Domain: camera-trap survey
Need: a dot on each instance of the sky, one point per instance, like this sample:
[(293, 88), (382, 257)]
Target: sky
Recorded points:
-*-
Revise the data by substituting "tree canopy" for every occurrence of "sky", and reproduce all of it with nothing else altered.

Answer for the task
Domain: camera-trap survey
Need: a dot on each instance of the tree canopy, one point per instance, like this sample:
[(293, 88), (382, 257)]
Target: tree canopy
Recorded points:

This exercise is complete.